▶ **PROBLEM DESCRIPTION**
Lay out every line of the rows below as a JSON list of strings, one string per line, skipping blank lines. Leave the pictures out of the list.

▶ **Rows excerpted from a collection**

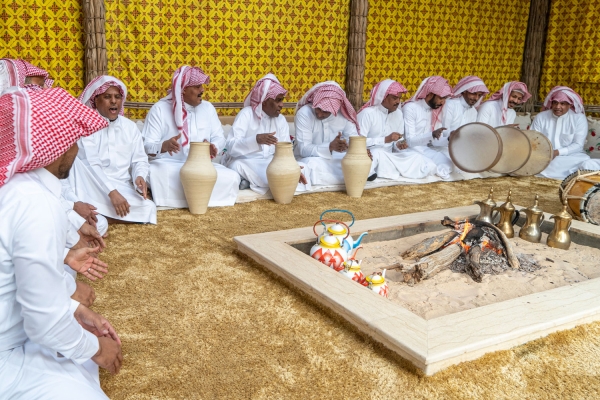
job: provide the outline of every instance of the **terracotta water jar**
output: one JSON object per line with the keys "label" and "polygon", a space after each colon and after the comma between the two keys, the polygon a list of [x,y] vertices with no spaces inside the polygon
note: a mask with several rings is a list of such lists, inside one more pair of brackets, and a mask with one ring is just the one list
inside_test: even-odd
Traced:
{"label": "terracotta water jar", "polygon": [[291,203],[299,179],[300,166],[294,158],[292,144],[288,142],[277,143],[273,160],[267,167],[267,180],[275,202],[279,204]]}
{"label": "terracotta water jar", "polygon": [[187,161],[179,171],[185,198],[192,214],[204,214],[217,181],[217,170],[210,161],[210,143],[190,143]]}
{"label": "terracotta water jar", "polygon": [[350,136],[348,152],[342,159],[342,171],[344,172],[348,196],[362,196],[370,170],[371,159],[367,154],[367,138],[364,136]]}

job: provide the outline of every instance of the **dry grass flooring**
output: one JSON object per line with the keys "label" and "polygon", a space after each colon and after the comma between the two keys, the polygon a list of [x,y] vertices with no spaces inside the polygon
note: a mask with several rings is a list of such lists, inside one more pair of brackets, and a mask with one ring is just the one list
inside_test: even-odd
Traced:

▶ **WRITTEN SOLUTION**
[
  "job: provide the outline of every instance of the **terracotta water jar**",
  "output: one JSON object per line with the keys \"label\" and \"polygon\", a space after each colon and after the comma between the two keys, the polygon a list of [x,y] vertices with no spaces inside the polygon",
  "note: a mask with several rings is a list of such lists, inside one more pair of brackets, and a mask with one ring is just the one list",
  "inside_test: even-odd",
  "Traced:",
  "{\"label\": \"terracotta water jar\", \"polygon\": [[291,203],[299,179],[300,166],[294,158],[292,144],[288,142],[277,143],[273,160],[267,167],[267,180],[275,202],[279,204]]}",
  "{\"label\": \"terracotta water jar\", \"polygon\": [[187,161],[179,171],[185,198],[192,214],[204,214],[217,181],[217,170],[210,161],[210,143],[190,143]]}",
  "{\"label\": \"terracotta water jar\", \"polygon\": [[350,136],[348,152],[342,159],[342,171],[344,172],[348,196],[362,196],[370,170],[371,159],[367,154],[367,138],[364,136]]}",
  "job: provide the outline of every instance of the **dry grass flooring**",
  "output: one JSON object per line with the keys \"label\" and \"polygon\", a space after each colon and after the comma between the two keys, the polygon a list of [x,y] vertices with no spaces inside the polygon",
  "note: a mask with several rings is a list of such lists, inside one more pair of brackets, and a mask with one ring is just the one list",
  "inside_test: even-odd",
  "Traced:"
]